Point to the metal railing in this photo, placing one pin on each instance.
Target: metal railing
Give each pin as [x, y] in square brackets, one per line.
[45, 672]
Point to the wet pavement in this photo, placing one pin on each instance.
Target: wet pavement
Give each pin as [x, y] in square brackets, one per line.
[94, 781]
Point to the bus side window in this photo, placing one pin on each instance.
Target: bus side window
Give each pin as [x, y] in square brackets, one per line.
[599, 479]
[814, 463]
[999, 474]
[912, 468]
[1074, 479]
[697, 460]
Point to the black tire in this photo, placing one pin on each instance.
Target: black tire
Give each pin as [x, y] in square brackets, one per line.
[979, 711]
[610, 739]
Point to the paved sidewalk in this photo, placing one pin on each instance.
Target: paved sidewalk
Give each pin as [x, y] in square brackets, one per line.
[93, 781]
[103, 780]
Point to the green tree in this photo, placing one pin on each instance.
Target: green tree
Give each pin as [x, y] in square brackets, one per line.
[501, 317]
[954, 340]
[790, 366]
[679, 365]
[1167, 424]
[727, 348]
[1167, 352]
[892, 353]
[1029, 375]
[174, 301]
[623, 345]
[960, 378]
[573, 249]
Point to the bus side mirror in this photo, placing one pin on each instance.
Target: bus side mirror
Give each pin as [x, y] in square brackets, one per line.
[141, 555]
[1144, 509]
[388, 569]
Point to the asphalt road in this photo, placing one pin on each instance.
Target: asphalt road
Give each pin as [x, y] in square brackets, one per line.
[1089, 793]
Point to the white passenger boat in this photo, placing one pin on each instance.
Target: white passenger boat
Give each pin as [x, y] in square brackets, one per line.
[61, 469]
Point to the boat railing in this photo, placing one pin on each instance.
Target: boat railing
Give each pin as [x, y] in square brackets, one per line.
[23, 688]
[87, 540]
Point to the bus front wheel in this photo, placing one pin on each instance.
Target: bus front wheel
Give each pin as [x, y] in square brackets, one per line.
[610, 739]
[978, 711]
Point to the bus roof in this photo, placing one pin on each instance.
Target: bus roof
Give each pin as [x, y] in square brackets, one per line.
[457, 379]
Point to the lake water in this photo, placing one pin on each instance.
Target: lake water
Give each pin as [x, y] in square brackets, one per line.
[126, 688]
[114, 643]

## [WHAT YOU HAVE TO DO]
Exactly the lines from the one with "Target: lake water" through the final line of the entries are to be returned, both ends included.

## [SOLVED PROBLEM]
Target: lake water
Give each pin as [x, y] in square brackets, one per line.
[126, 688]
[114, 643]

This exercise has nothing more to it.